_Directions_. The lines below that include "shoe" are to be found and copied.

[Stored entries]
——

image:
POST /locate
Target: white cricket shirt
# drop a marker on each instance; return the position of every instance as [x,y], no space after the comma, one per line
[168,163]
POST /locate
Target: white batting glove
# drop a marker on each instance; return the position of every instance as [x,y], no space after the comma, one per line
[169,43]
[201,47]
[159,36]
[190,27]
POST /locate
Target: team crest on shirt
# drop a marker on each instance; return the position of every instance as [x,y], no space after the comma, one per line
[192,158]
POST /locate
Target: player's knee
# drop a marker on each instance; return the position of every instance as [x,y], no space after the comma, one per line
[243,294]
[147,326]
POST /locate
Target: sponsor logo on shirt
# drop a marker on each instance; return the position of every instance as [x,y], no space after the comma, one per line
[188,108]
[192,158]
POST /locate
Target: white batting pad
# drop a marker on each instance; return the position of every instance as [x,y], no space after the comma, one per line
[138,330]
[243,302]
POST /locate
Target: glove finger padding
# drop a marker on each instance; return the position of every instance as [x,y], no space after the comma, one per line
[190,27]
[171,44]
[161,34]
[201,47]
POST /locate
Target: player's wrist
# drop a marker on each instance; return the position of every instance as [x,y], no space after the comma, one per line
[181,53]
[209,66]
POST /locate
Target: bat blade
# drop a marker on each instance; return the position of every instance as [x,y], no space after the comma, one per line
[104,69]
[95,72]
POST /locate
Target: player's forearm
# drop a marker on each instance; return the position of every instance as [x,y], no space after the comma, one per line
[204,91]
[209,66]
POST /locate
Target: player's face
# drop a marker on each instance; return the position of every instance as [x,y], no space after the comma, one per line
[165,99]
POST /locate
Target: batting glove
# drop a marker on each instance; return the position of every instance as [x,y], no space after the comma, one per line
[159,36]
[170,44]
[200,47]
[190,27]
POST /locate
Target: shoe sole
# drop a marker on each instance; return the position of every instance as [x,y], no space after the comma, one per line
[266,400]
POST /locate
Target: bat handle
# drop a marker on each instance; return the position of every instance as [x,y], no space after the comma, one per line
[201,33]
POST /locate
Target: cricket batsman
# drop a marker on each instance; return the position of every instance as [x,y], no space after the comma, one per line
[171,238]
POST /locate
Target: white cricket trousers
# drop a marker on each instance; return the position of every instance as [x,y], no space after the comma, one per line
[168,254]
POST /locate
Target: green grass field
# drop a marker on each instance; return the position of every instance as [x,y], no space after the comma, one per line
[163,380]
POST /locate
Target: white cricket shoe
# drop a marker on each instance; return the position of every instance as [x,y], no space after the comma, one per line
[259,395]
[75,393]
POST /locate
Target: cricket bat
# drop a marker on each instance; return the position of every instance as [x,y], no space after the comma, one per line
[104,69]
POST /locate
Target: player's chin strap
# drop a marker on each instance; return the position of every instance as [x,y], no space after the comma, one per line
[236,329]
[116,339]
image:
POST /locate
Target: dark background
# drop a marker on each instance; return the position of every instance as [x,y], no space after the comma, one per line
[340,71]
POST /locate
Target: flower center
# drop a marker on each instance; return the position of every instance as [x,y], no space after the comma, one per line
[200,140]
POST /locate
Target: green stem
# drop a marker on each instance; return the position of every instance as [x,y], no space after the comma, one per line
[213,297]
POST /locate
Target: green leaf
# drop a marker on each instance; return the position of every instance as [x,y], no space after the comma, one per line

——

_Your response_.
Target: shoe sole
Target: white cricket shoe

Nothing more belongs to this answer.